# Written instruction:
Write the material out again in full, word for word. Do not include the pictures.

Start of Records for the exercise

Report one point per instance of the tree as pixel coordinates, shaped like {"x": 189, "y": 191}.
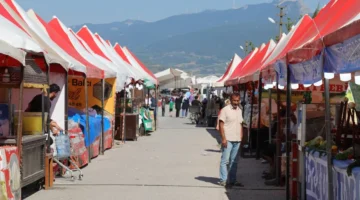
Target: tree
{"x": 289, "y": 24}
{"x": 316, "y": 12}
{"x": 251, "y": 45}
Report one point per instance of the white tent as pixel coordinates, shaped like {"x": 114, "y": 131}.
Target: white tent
{"x": 135, "y": 64}
{"x": 55, "y": 54}
{"x": 167, "y": 74}
{"x": 174, "y": 78}
{"x": 234, "y": 63}
{"x": 57, "y": 25}
{"x": 14, "y": 41}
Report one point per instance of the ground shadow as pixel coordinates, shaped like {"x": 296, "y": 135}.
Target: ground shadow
{"x": 206, "y": 179}
{"x": 213, "y": 150}
{"x": 215, "y": 134}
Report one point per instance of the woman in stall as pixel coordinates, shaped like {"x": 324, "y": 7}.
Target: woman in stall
{"x": 35, "y": 105}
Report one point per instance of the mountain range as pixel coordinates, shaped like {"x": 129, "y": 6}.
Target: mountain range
{"x": 200, "y": 43}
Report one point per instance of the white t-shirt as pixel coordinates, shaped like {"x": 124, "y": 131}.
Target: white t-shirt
{"x": 232, "y": 119}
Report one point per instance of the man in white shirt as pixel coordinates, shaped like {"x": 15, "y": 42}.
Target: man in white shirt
{"x": 231, "y": 121}
{"x": 147, "y": 100}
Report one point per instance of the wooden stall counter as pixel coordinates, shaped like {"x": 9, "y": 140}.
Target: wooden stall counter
{"x": 131, "y": 127}
{"x": 33, "y": 157}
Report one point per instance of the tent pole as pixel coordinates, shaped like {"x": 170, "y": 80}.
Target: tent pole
{"x": 124, "y": 114}
{"x": 102, "y": 116}
{"x": 155, "y": 111}
{"x": 87, "y": 118}
{"x": 251, "y": 115}
{"x": 270, "y": 116}
{"x": 66, "y": 102}
{"x": 48, "y": 111}
{"x": 329, "y": 140}
{"x": 19, "y": 123}
{"x": 288, "y": 133}
{"x": 259, "y": 119}
{"x": 244, "y": 99}
{"x": 278, "y": 128}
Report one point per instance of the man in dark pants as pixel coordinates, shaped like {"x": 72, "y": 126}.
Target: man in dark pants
{"x": 178, "y": 102}
{"x": 35, "y": 105}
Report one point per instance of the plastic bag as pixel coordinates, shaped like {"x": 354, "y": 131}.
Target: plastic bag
{"x": 63, "y": 145}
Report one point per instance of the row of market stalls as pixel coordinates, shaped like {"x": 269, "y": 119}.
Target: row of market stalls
{"x": 97, "y": 81}
{"x": 312, "y": 74}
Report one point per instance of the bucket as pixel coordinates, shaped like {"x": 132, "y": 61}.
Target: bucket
{"x": 32, "y": 123}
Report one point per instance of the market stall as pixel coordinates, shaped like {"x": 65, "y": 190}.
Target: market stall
{"x": 25, "y": 130}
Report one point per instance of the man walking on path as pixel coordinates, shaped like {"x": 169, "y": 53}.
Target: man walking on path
{"x": 230, "y": 120}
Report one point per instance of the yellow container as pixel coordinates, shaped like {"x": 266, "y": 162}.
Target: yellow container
{"x": 32, "y": 123}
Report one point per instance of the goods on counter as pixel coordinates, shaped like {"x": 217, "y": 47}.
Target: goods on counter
{"x": 345, "y": 155}
{"x": 62, "y": 145}
{"x": 318, "y": 144}
{"x": 351, "y": 166}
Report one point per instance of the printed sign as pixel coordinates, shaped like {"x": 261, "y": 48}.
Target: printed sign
{"x": 343, "y": 57}
{"x": 345, "y": 187}
{"x": 77, "y": 93}
{"x": 281, "y": 71}
{"x": 307, "y": 72}
{"x": 10, "y": 76}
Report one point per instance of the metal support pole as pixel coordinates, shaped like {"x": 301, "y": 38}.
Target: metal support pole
{"x": 329, "y": 140}
{"x": 10, "y": 106}
{"x": 48, "y": 150}
{"x": 124, "y": 114}
{"x": 278, "y": 128}
{"x": 155, "y": 111}
{"x": 66, "y": 102}
{"x": 244, "y": 100}
{"x": 102, "y": 148}
{"x": 251, "y": 113}
{"x": 288, "y": 133}
{"x": 19, "y": 121}
{"x": 270, "y": 116}
{"x": 259, "y": 119}
{"x": 87, "y": 118}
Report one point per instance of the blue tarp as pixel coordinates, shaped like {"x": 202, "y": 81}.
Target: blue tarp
{"x": 307, "y": 72}
{"x": 94, "y": 124}
{"x": 343, "y": 57}
{"x": 107, "y": 124}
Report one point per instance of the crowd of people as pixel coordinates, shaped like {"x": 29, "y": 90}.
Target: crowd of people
{"x": 181, "y": 103}
{"x": 230, "y": 127}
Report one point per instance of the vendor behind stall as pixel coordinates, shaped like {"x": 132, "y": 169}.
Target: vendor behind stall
{"x": 35, "y": 105}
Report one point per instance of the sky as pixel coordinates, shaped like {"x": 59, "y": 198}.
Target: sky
{"x": 74, "y": 12}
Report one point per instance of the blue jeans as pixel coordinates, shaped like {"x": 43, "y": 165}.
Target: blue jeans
{"x": 229, "y": 161}
{"x": 184, "y": 112}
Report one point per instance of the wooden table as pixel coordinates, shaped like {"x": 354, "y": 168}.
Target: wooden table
{"x": 49, "y": 173}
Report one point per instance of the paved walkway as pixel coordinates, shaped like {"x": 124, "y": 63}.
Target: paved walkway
{"x": 177, "y": 162}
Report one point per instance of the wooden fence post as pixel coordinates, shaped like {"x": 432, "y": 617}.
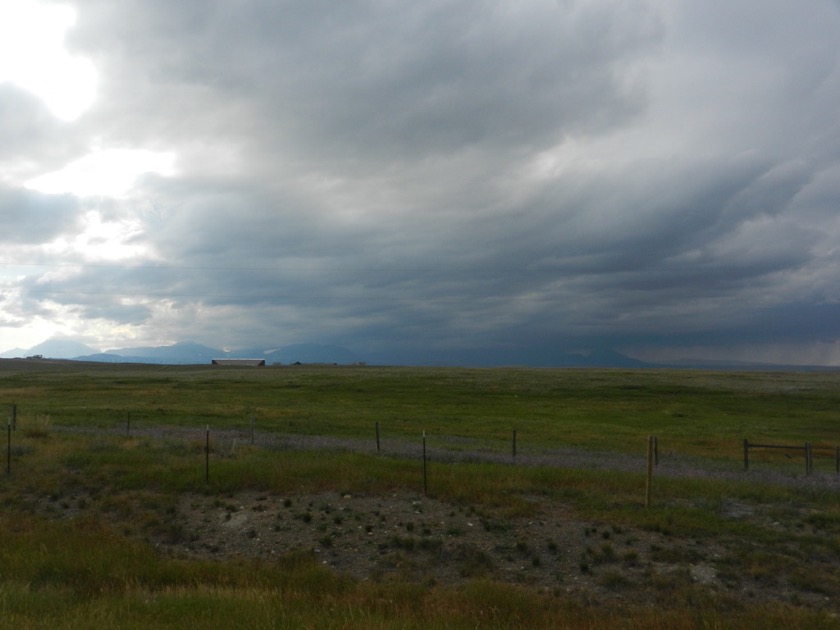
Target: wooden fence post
{"x": 809, "y": 462}
{"x": 425, "y": 469}
{"x": 649, "y": 479}
{"x": 207, "y": 454}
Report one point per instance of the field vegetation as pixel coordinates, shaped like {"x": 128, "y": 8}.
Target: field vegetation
{"x": 198, "y": 496}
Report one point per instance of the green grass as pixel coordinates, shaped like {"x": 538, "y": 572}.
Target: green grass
{"x": 80, "y": 509}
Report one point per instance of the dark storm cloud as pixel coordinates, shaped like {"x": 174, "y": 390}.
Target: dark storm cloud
{"x": 483, "y": 174}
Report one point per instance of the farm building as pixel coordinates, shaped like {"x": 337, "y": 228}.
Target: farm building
{"x": 251, "y": 362}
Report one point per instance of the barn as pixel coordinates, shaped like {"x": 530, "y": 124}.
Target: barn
{"x": 238, "y": 362}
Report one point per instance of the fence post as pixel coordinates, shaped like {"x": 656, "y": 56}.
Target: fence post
{"x": 809, "y": 462}
{"x": 425, "y": 469}
{"x": 649, "y": 479}
{"x": 207, "y": 454}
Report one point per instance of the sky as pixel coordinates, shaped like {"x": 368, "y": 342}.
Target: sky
{"x": 424, "y": 182}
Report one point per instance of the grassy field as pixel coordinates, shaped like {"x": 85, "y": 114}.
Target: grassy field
{"x": 108, "y": 512}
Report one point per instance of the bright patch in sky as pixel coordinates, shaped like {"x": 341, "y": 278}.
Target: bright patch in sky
{"x": 101, "y": 240}
{"x": 110, "y": 173}
{"x": 32, "y": 55}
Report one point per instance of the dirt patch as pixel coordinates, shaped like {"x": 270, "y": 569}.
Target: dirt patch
{"x": 407, "y": 536}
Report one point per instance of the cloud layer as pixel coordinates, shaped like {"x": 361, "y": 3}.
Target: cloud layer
{"x": 419, "y": 181}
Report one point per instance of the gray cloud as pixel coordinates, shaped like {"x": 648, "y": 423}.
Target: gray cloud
{"x": 426, "y": 179}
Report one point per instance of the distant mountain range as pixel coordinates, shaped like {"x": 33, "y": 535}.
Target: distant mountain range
{"x": 189, "y": 353}
{"x": 185, "y": 353}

End of Records for the exercise

# Output for this exercise:
Report one point per instance of the tree as pixel coordinates, shaped like {"x": 189, "y": 191}.
Target: tree
{"x": 289, "y": 24}
{"x": 316, "y": 12}
{"x": 251, "y": 45}
Report one point per instance of the white tent as pixel coordinates, shaped like {"x": 114, "y": 131}.
Target: white tent
{"x": 135, "y": 64}
{"x": 55, "y": 54}
{"x": 167, "y": 74}
{"x": 174, "y": 78}
{"x": 234, "y": 63}
{"x": 57, "y": 25}
{"x": 14, "y": 41}
Report one point per instance of the ground shadow as pixel coordinates, shaped like {"x": 296, "y": 135}.
Target: ground shadow
{"x": 206, "y": 179}
{"x": 213, "y": 150}
{"x": 215, "y": 134}
Report one point per instance of the woman in stall as pixel coordinates, shaped like {"x": 324, "y": 7}.
Target: woman in stall
{"x": 35, "y": 105}
Report one point per instance of the mountain range as pixel coordinates, shaped like {"x": 129, "y": 6}.
Target: mountain range
{"x": 200, "y": 43}
Report one point per instance of the white t-shirt as pixel coordinates, shaped like {"x": 124, "y": 131}.
Target: white t-shirt
{"x": 232, "y": 119}
Report one point per instance of the man in white shirt as pixel coordinates, shaped like {"x": 15, "y": 42}.
Target: man in white shirt
{"x": 231, "y": 121}
{"x": 147, "y": 100}
Report one point per instance of the wooden stall counter as pixel coordinates, shaped like {"x": 9, "y": 140}.
Target: wooden stall counter
{"x": 131, "y": 127}
{"x": 33, "y": 157}
Report one point per instance of the tent pole as pixel coordinates, shaped like {"x": 170, "y": 80}.
Target: tent pole
{"x": 124, "y": 114}
{"x": 102, "y": 116}
{"x": 155, "y": 111}
{"x": 87, "y": 118}
{"x": 251, "y": 115}
{"x": 270, "y": 116}
{"x": 66, "y": 102}
{"x": 48, "y": 111}
{"x": 329, "y": 140}
{"x": 19, "y": 123}
{"x": 288, "y": 133}
{"x": 259, "y": 119}
{"x": 244, "y": 99}
{"x": 278, "y": 128}
Report one point per instance of the man in dark pants as pixel coordinates, shaped like {"x": 72, "y": 126}.
Target: man in dark pants
{"x": 178, "y": 102}
{"x": 35, "y": 105}
Report one point per instance of the plastic bag as pixel coordinates, shaped like {"x": 354, "y": 131}.
Target: plastic bag
{"x": 63, "y": 145}
Report one point per instance of the row of market stalls as pixel coordinates, shaped like {"x": 269, "y": 119}.
Target: row of market stalls
{"x": 97, "y": 81}
{"x": 312, "y": 74}
Report one point per instance of the bucket as pixel coordinates, shaped like {"x": 132, "y": 61}.
Target: bucket
{"x": 32, "y": 123}
Report one point per instance of the market stall as pixel coordinates, shaped like {"x": 65, "y": 190}.
Target: market stall
{"x": 25, "y": 130}
Report one point per instance of the man walking on path as pixel coordinates, shaped like {"x": 169, "y": 53}.
Target: man walking on path
{"x": 230, "y": 120}
Report one point per instance of the yellow container as pixel coordinates, shaped like {"x": 266, "y": 162}.
Target: yellow container
{"x": 32, "y": 123}
Report one point per instance of the goods on counter as pixel coordinates, shaped like {"x": 217, "y": 47}.
Target: goods on counter
{"x": 345, "y": 155}
{"x": 62, "y": 145}
{"x": 318, "y": 144}
{"x": 351, "y": 166}
Report one point per instance of the printed sign as pixel coordinates, shaped like {"x": 261, "y": 48}.
Target: printed sign
{"x": 343, "y": 57}
{"x": 345, "y": 187}
{"x": 77, "y": 93}
{"x": 281, "y": 71}
{"x": 307, "y": 72}
{"x": 10, "y": 76}
Report one point per instance of the metal support pole as pixel coordinates, shaped like {"x": 301, "y": 38}.
Target: metal support pole
{"x": 329, "y": 140}
{"x": 10, "y": 106}
{"x": 48, "y": 150}
{"x": 124, "y": 114}
{"x": 278, "y": 128}
{"x": 155, "y": 111}
{"x": 66, "y": 102}
{"x": 244, "y": 100}
{"x": 102, "y": 148}
{"x": 251, "y": 113}
{"x": 288, "y": 133}
{"x": 19, "y": 121}
{"x": 270, "y": 116}
{"x": 259, "y": 119}
{"x": 87, "y": 118}
Report one point per instance of the blue tarp as pixel coordinates, shaped like {"x": 202, "y": 81}.
Target: blue tarp
{"x": 307, "y": 72}
{"x": 94, "y": 124}
{"x": 343, "y": 57}
{"x": 107, "y": 124}
Report one point per instance of the crowd of people as pixel coordinates, shaped like {"x": 29, "y": 90}.
Target: crowd of people
{"x": 181, "y": 103}
{"x": 230, "y": 127}
Report one point per instance of the vendor behind stall as pixel coordinates, shaped like {"x": 132, "y": 169}.
Target: vendor behind stall
{"x": 35, "y": 105}
Report one point per instance of the sky as pixel coordinates, shaped like {"x": 59, "y": 198}.
Target: sky
{"x": 74, "y": 12}
Report one point per instance of the blue jeans as pixel coordinates, shaped like {"x": 43, "y": 165}.
Target: blue jeans
{"x": 229, "y": 161}
{"x": 184, "y": 112}
Report one point per instance of the wooden table as pixel coordinates, shaped like {"x": 354, "y": 168}.
Target: wooden table
{"x": 49, "y": 173}
Report one point per instance of the paved walkway as pixel coordinates, shaped like {"x": 124, "y": 63}.
Target: paved walkway
{"x": 177, "y": 162}
Report one point per instance of the wooden fence post as pixel coordinates, shaped like {"x": 432, "y": 617}.
Target: wooden fence post
{"x": 809, "y": 462}
{"x": 425, "y": 469}
{"x": 649, "y": 479}
{"x": 207, "y": 454}
Report one point per instance of the field vegetation as pixel coordinates, shaped like {"x": 128, "y": 8}.
Target: field vegetation
{"x": 198, "y": 496}
Report one point per instance of the green grass as pixel coordinates, shaped like {"x": 538, "y": 572}.
Target: green grass
{"x": 80, "y": 509}
Report one point per instance of the dark storm cloud as pixel coordinates, shaped like {"x": 174, "y": 390}.
Target: dark storm cloud
{"x": 483, "y": 174}
Report one point per instance of the farm building as pixel coordinates, shaped like {"x": 337, "y": 228}.
Target: farm building
{"x": 251, "y": 362}
Report one point per instance of the barn as pixel coordinates, shaped like {"x": 530, "y": 124}.
Target: barn
{"x": 238, "y": 362}
Report one point per instance of the fence post as pixel coordinates, shaped like {"x": 656, "y": 56}.
Target: fence post
{"x": 809, "y": 462}
{"x": 425, "y": 469}
{"x": 649, "y": 479}
{"x": 207, "y": 454}
Report one point per instance of the sky as pixel coordinates, shaped like {"x": 368, "y": 342}.
Target: sky
{"x": 424, "y": 182}
Report one point per instance of the grassy field as pixel coordinates, shaped like {"x": 85, "y": 114}.
Target: grassy field
{"x": 108, "y": 512}
Report one point per instance of the bright patch in sky as pixel coordinates, shaped like {"x": 341, "y": 278}.
Target: bright patch in sky
{"x": 101, "y": 240}
{"x": 110, "y": 173}
{"x": 32, "y": 55}
Report one point per instance of the dirt patch as pixel coordinates, shaped like {"x": 270, "y": 569}.
Target: dirt patch
{"x": 407, "y": 536}
Report one point per instance of the cloud layer as pixel coordinates, shaped like {"x": 361, "y": 3}.
Target: cloud layer
{"x": 419, "y": 181}
Report one point per instance of the gray cloud as pixel coordinates, shaped like {"x": 648, "y": 423}.
Target: gray cloud
{"x": 426, "y": 179}
Report one point per instance of the distant mountain range as pixel coordinates, shaped like {"x": 33, "y": 535}.
Target: distant mountain range
{"x": 189, "y": 353}
{"x": 185, "y": 353}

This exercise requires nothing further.